## DOCUMENT EXTRACT
++++++
# Pick and Mix seeds



## theblues (Jan 1, 2009)

has anyone ordered seeds of pick and mix seeds before. i just ordered some skunk #1 , sugar haze , ata tundra and northern lights and white widow. 

if anyone has any info on any of theses strains could you let me know please. 

i also have some lowryder seeds. i hope to eventually make some of my own autoflowering strains. but i dont get what people mean when they say they have back crossed a plant ...help please


----------



## Hick (Jan 1, 2009)

http://www.marijuanapassion.com/forum/forumdisplay.php?f=45
..... it's all there


----------



## Vegs (Jan 1, 2009)

> if anyone has any info on any of theses strains could you let me know please.



You can also go the "Marijuana Strain" forum and check out the stickies up top. The one titled a "small list of strains" is actually a HUGE list that has many different kinds and their pedigree. It's not a complete listing but very, very long and should be able to point you in the right direction if not clearly spell out what the background is on some of these strains you mentioned.
++++++
## DATA
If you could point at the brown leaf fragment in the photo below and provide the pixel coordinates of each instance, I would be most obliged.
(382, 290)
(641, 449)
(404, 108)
++++++
## TASKS TO COMPLETE
[1] Duplicate the passage of the seed forum thread starting at "has anyone ordered" and ending at "Hick (Jan 1, 2009)".
[2] In the seed forum thread, which forum does Vegs suggest visiting to check out the stickies?
[3] Resume the seed forum thread from the point where it stops.
You will not need the data for this work.

## THE ANSWERS
[1]
has anyone ordered seeds of pick and mix seeds before. i just ordered some skunk #1 , sugar haze , ata tundra and northern lights and white widow. 

if anyone has any info on any of theses strains could you let me know please. 

i also have some lowryder seeds. i hope to eventually make some of my own autoflowering strains. but i dont get what people mean when they say they have back crossed a plant ...help please


----------



## Hick (Jan 1, 2009)

[2] The "Marijuana Strain" forum.

[3]
I know for a fact that Skunk #1, Northern Lights and White Widow are on the list. Some are listed more then once because of varied breeders etc.

http://www.marijuanapassion.com/forum/forumdisplay.php?f=12


----------



## andy52 (Jan 1, 2009)

not being smart,but if you do not know how to do something,its not time to reach for that level of growing.breeding is a whole different ball game.there is so much to master in growing,that all i do is read and then read some more.its alot more to it than taking a male and a female.sometimes it takes months and yrs to achieve a cross that will be viable and productive.cross and back crossing.


----------



## Hick (Jan 2, 2009)

andy52 said:
			
		

> not being smart,but if you do not know how to do something,its not time to reach for that level of growing.breeding is a whole different ball game.there is so much to master in growing,that all i do is read and then read some more.its alot more to it than taking a male and a female.sometimes it takes months and yrs to achieve a cross that will be viable and productive.cross and back crossing.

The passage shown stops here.